#### [Problem 1]
Name the three concerns that the article on James Clapper calls "the three S's."

#### [Passage given]
#####
As someone who is charged with over­see­ing the 17-agency U.S. in­tel­li­gence com­munity, which in­cludes the CIA, NSA, and FBI, James Clap­per of­ten gets asked, “What keeps you up at night?” His an­swer? “What I don’t know,” Clap­per told the In­tel­li­gence and Na­tion­al Se­cur­ity Al­li­ance sum­mit Thursday. “Things you know, even if you don’t have all the in­form­a­tion, you can work with them, you can get more in­form­a­tion.”

Dur­ing the day, Clap­per said he wor­ries about what he does know, which, all to­geth­er, “kind of makes you miss the So­viet Uni­on.” But right now, there are three things at the fore­front of his mind, float­ing just above the usu­al sus­pects, such as coun­ter­ror­ism, cy­ber­at­tacks, and un­rest in the Middle East. Clap­per calls them the three S’s: se­quest­ra­tion, Snowden, and Syr­ia.

Se­quest­ra­tion. Earli­er this year, Clap­per told the House In­tel­li­gence Com­mit­tee that se­quest­ra­tion cuts to the Na­tion­al In­tel­li­gence Pro­gram would total $4 bil­lion in 2013. The cuts, Clap­per said at the sum­mit, have forced his of­fice to de­term­ine “what to pro­tect and what not to” pro­tect. He wasn’t op­tim­ist­ic about solu­tions. “We’re prob­ably in for it for an­oth­er year,” Clap­per said.

Snowden. In March, Clap­per told the Sen­ate In­tel­li­gence Com­mit­tee that the Na­tion­al Se­cur­ity Agency does not col­lect “any type of data at all on mil­lions or hun­dreds of mil­lions of Amer­ic­ans.” A month later, former NSA con­tract­or and cur­rent Rus­sia dwell­er Ed­ward Snowden re­vealed that wasn’t the case in a stream of leaks that hasn’t yet dried out. Clearly, Clap­per and Snowden aren’t best buds. “As loath as I am to give any cred­it to what’s happened here, I think it’s clear some of the con­ver­sa­tion this has gen­er­ated, some of the de­bate, ac­tu­ally prob­ably needed to hap­pen,” Clap­per said. “It’s un­for­tu­nate it didn’t hap­pen some time ago, so if there’s a good side to this, maybe that’s it.”

But Snowden should prob­ably stop now. “Un­for­tu­nately, there is more of this to come,” said Clap­per al­most des­pair­ingly, ex­plain­ing that he’s wor­ried about more rev­el­a­tions harm­ing na­tion­al se­cur­ity.

Syr­ia. “For me lately, it’s been all Syr­ia, all the time.” Clap­per ad­ded little more to this. He did say, though, that he be­lieves na­tion­al se­cur­ity of­fi­cials know con­sid­er­ably more — and have bet­ter means to ac­com­plish that — than they did dur­ing talks of weapons of mass de­struc­tion in 2002.
#####
#### [Location annotation dataset excerpts]
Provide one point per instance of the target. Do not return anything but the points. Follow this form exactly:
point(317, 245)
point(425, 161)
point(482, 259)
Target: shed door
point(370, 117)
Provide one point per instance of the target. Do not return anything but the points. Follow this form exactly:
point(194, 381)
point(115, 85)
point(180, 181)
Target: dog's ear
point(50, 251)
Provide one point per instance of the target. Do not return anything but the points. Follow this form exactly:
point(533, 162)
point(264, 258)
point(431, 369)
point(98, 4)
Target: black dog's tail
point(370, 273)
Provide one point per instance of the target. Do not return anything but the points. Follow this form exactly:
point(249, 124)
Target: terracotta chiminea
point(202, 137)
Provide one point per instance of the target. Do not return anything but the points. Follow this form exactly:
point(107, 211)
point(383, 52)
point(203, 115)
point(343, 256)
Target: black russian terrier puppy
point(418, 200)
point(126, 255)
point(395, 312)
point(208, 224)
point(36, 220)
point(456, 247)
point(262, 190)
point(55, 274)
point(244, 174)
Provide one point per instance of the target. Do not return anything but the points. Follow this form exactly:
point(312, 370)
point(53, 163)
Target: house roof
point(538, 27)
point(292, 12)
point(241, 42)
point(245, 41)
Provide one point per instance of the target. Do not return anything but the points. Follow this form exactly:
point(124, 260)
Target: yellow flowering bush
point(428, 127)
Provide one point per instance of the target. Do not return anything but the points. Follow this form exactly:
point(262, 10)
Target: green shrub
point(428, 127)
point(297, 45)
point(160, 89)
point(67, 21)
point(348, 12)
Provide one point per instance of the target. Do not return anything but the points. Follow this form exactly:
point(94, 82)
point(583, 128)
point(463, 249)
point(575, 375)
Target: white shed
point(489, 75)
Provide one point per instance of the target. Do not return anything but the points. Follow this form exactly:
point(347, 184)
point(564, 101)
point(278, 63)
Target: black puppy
#####
#### [Problem 2]
Rewrite the records from the very first line through the line that contains "point(370, 117)", swapping "shed door" for "garage door" and changing nothing else.

#### [Solution 1]
Sequestration, Snowden, and Syria.

#### [Solution 2]
Provide one point per instance of the target. Do not return anything but the points. Follow this form exactly:
point(317, 245)
point(425, 161)
point(482, 259)
Target: garage door
point(370, 117)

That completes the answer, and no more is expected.